# [Testo dell'esercizio]
....

Il costo sociale delle cartolarizzazioni è quindi molto elevato: chi si è sovraindebitato – magari per colpa delle stesse banche, che hanno concesso mutui a condizioni difficili da ripagare o a causa dell’aumento dei tassi di interesse– finisce spesso per strada.
Il sistema delle cartolarizzazioni è incoraggiato dalla Banca centrale europea, perché serve a disincagliare i bilanci delle banche dalle sofferenze. Periodicamente le banche fanno verifiche interne su quali mutui sono incagliati. Se la banca ha prestato a qualcuno un milione, questo viene registrato come credito nei confronti del soggetto che deve pagare il mutuo. La Banca d’Italia interviene su queste operazioni: se tu non puoi recuperare il milione, lo devi mettere a fondo rischi. Queste operazioni di svalutazione inficiano molto i bilanci delle banche.

....

# [Attività da svolgere]
1. Ricopia il passo del testo sulle cartolarizzazioni che comincia con "Il sistema delle" e termina con "bilanci delle banche.".
2. Elenca tutte le frasi del testo sulle cartolarizzazioni in cui compare la parola "banche".

....

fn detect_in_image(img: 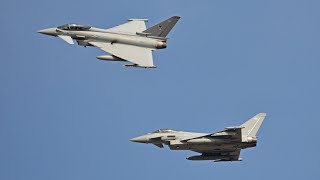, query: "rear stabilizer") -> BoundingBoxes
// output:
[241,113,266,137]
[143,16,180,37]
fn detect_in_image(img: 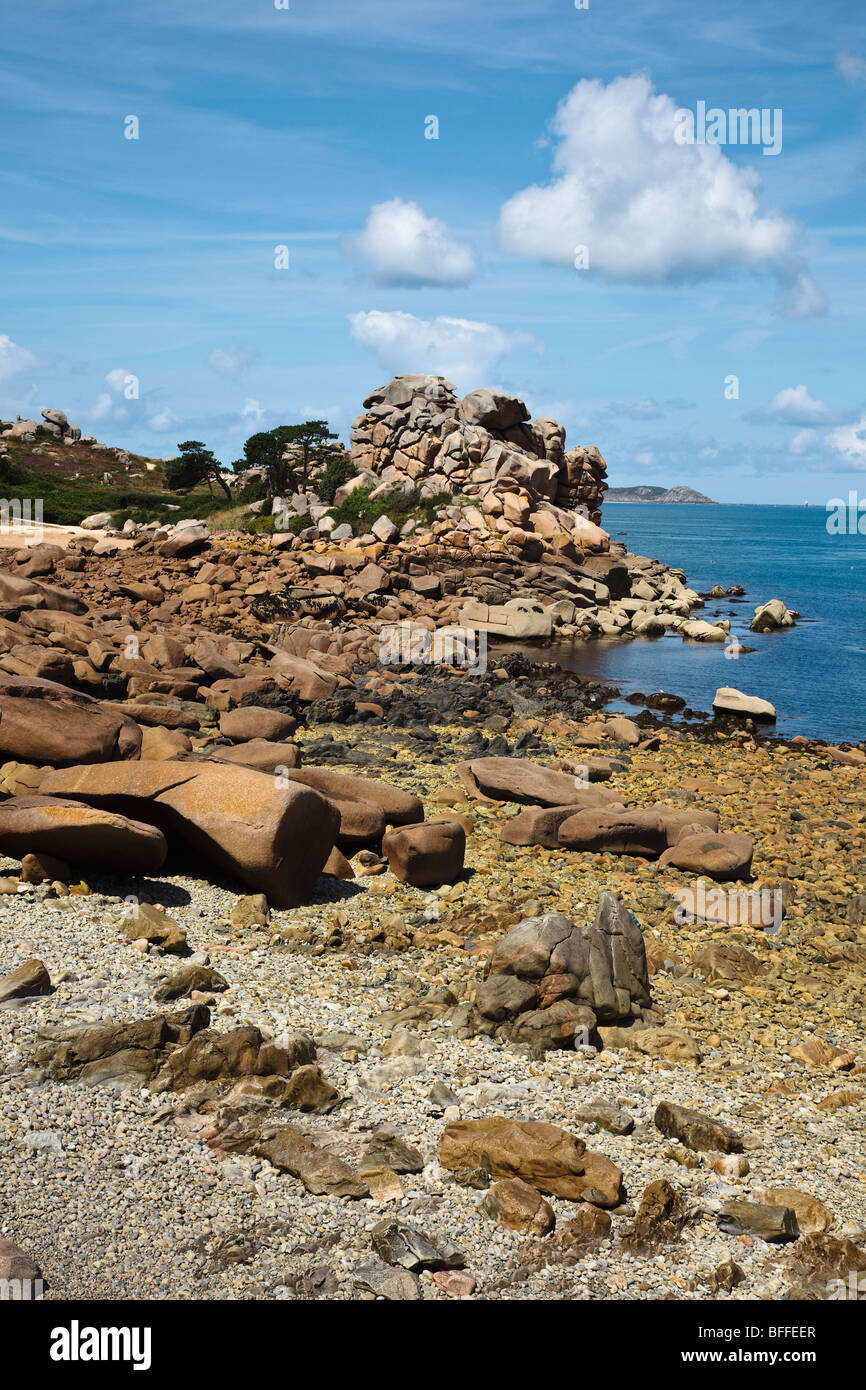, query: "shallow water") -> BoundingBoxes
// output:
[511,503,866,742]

....

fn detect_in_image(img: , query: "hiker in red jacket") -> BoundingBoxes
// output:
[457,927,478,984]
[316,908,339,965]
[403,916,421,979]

....

# [Soluzioni]
1.
Il sistema delle cartolarizzazioni è incoraggiato dalla Banca centrale europea, perché serve a disincagliare i bilanci delle banche dalle sofferenze. Periodicamente le banche fanno verifiche interne su quali mutui sono incagliati. Se la banca ha prestato a qualcuno un milione, questo viene registrato come credito nei confronti del soggetto che deve pagare il mutuo. La Banca d’Italia interviene su queste operazioni: se tu non puoi recuperare il milione, lo devi mettere a fondo rischi. Queste operazioni di svalutazione inficiano molto i bilanci delle banche.

2.
- Il costo sociale delle cartolarizzazioni è quindi molto elevato: chi si è sovraindebitato – magari per colpa delle stesse banche, che hanno concesso mutui a condizioni difficili da ripagare o a causa dell’aumento dei tassi di interesse– finisce spesso per strada.
- Il sistema delle cartolarizzazioni è incoraggiato dalla Banca centrale europea, perché serve a disincagliare i bilanci delle banche dalle sofferenze.
- Periodicamente le banche fanno verifiche interne su quali mutui sono incagliati.
- Queste operazioni di svalutazione inficiano molto i bilanci delle banche.